Data protection has always been on the frying pan ever since the advent of internet. The moment social media sites unfurled themselves in the digital market, protection of user data and information has kept policy makers on their toes. In 2018, an expert Committee on Data Protection Framework for India chaired by Justice B. N. Srikrishna, submitted its much-awaited report titled “A Free and Fair Digital Economy – Protecting Privacy, Empowering Indians” giving a silhouette on the Personal Data Protection (“PDP”) Bill, 2018.
The Bill represents an important milestone for India, which has yet not enacted a comprehensive, principles-based data protection regulation, lagging in the trend set in recent years by the European Union, California and even Africa. By means of this Bill, the Indian Legislature plans to spread its wings across the realms of the globe, “making it fit for the digital age”. In the latest form, tabled on July 27, 2018, the legislation applies mainly to businesses and individuals having control or storing data of Indian citizens residing world-wide.
At its core lies a set of rules handling over the reins of privacy to its citizens. In the wake of the Aadhaar Program in India, the privacy judgement and Cambridge Analytica Breach, special focus was needed for protecting personal data in the digital arena. Making the right choice, the bill aims at avoiding the privacy plague in India. Affecting the businesses worldwide, whosoever indulges in collecting the information of Indian citizens or offer any sorts of services, tries to monitor their behavior would be penalized for their acts. As stated by the Committee in its observation, the bill aims to balance the interests of the individuals, their personal data and the interests of the entity accessing such private data.
Through this research the authors aim at drawing parallels and pointing out the differences between the Personal Data Protection (“PDP”) Act, 2018, the General Data Protection Regulation (“GDPR”) and the California Consumer Privacy Act of 2018 (“CCPA”). The PDP Act accompanies an emerging body of national data protection legislation which influences businesses worldwide.

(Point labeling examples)
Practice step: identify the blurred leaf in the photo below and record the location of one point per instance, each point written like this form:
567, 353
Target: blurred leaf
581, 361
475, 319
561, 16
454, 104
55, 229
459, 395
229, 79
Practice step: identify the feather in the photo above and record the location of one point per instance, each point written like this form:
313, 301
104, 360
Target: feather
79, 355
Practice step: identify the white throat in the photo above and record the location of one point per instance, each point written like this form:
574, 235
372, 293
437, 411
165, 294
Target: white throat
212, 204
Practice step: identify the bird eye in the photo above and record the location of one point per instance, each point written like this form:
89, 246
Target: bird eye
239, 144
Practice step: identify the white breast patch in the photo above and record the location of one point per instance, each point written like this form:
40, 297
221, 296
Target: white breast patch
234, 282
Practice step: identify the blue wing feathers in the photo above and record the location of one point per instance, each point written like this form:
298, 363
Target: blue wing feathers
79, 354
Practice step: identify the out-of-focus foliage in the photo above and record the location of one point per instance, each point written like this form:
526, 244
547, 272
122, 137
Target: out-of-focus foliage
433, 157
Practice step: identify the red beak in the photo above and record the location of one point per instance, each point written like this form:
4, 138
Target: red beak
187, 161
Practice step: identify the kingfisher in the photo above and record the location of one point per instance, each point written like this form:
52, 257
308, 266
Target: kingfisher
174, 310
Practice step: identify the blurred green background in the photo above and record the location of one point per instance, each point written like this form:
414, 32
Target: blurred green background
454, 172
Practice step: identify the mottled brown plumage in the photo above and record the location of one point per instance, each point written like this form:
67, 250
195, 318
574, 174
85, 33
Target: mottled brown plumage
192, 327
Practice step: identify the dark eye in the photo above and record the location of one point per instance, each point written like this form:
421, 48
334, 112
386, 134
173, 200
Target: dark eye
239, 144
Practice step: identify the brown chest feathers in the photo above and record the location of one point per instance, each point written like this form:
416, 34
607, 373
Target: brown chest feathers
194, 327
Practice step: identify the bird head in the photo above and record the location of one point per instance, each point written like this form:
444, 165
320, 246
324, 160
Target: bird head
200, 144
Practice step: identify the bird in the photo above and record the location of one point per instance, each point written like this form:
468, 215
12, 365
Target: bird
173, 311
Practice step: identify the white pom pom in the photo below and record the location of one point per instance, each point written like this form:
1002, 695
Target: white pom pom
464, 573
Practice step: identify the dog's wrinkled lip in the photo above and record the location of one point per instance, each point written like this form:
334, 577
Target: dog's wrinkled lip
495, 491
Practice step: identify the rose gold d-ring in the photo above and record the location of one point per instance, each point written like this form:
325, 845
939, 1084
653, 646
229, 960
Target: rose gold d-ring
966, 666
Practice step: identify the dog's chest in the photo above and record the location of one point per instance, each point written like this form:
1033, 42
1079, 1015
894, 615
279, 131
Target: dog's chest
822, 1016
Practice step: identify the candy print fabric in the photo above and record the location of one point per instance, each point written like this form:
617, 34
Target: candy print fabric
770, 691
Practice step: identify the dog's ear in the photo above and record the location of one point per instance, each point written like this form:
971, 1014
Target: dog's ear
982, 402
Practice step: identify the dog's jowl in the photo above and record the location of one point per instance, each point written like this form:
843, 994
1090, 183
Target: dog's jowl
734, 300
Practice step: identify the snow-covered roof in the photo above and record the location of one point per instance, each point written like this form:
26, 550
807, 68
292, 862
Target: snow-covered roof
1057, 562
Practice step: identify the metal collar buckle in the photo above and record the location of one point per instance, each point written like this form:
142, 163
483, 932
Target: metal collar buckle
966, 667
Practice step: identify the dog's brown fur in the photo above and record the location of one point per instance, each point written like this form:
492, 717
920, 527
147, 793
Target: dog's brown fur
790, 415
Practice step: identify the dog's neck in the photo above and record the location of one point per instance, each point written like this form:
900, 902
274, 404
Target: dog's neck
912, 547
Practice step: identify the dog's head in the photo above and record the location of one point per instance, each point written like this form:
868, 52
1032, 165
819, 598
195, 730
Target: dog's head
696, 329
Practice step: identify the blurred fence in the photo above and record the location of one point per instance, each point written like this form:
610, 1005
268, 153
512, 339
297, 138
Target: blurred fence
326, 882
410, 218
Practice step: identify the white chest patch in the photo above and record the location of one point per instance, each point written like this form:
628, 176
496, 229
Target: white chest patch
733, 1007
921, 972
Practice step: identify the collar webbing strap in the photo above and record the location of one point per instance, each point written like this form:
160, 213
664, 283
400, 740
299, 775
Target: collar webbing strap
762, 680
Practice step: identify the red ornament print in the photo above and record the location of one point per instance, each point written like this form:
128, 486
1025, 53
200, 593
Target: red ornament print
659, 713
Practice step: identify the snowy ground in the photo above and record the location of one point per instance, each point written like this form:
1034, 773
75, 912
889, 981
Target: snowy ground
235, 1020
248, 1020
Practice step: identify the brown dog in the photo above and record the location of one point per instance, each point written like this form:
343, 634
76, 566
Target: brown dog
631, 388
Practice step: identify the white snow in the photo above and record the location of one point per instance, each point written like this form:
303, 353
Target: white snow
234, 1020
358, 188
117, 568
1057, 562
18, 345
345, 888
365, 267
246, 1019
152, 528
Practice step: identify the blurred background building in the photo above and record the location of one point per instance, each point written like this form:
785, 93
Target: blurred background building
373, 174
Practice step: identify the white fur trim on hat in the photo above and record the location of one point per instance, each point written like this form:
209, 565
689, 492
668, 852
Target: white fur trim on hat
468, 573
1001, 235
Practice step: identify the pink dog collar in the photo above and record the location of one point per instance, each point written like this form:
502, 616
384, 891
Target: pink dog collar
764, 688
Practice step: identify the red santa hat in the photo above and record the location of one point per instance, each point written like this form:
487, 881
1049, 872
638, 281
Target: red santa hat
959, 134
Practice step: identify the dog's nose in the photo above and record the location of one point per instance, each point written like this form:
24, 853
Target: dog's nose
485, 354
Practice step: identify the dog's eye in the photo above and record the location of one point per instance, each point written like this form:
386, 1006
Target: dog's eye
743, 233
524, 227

OBJECTIVES:
a: In the passage on India's Personal Data Protection Bill, on what date was the latest form of the legislation tabled?
b: According to the passage on India's Personal Data Protection Bill, why does the Bill represent an important milestone for India?
c: Continue the passage on India's Personal Data Protection Bill from its final sentence.
The material above is unrelated to the passage on India's Personal Data Protection Bill.

REPLIES:
a: It was tabled on July 27, 2018.

b: India has not yet enacted a comprehensive, principles-based data protection regulation. It has lagged behind the trend set in recent years by the European Union, California and even Africa.

c:
Applicability and Scope:
The PDP Act is along the lines of the GDPR, it largely regulates all processing of personal data with the prohibitive character by providing for a blanket data protection law. It aims at instituting a data protection authority and subjecting companies to numerous administrative duties which include the appointment of data protection officers, local representatives, data protection impact assessments, record keeping, privacy by design and frequent audits among other things. The CCPA also provides for blanket protection, but the intention is not to replace existing data privacy laws at the U.S. Federal and California State level. As a result, it does not create any such administrative obligations and is implemented to address the specific risks for individual privacy created by data trading. While the PDP Act and GDPR secure any information related to an identifiable individual, CCPA takes one step further to additionally includes information relating to households. 
Distinct from the GDPR and the CCPA, the PDP Act is also applicable to the State. In the United States, California and Europe, the member states have enacted separate laws to regulate data processing by the State. However, the PDP Act provides for two exceptions wherein the State may process personal data for its functions. These include “(1) Personal data may be processed if such processing is necessary for any function of Parliament or any State Legislature. (2) Personal data may be processed if such processing is necessary for the exercise of any function of the State authorised by law for: (a) the provision of any service or benefit to the data principal from the State; or (b) the issuance of any certification, license or permit for any action or activity of the data principal by the State.”
If companies collect or process personal data from or in any of the three above mentioned territories, they will be subject their respective data protection laws. In order to avert the consequences of non-compliance, the companies would have to stop doing business in each jurisdiction. The repercussions of the GDPR were seen in the form of multiple bloggers, non-profit organizations and smaller businesses turning offline, because they could not meet with the several new requirements.
However, a noteworthy difference is that CCPA protects the data belonging to only of its residents whereas the GDPR and the PDP Act administer any processing of personal data on the local territories, i.e. within the EU or Indian territory, which includes processing of personal data pertaining to persons residing in countries other than that of the said countries as the case maybe. Thus, this law applies to foreign companies which not only collect information about residents, but also if they merely process foreign personal data on European or Indian territory.
This raises a major hiccup in the economics of the nation as it unmistakably affects businesses in India, noticeably dampening the BPO firms which include call centres and other data processing conglomerates operating in India. Non-Indian companies will generally shy away from acceding themselves in conformity to such Indian rules. Merely on the basis that they engage a data processor, call center operator or other service provider on Indian territory.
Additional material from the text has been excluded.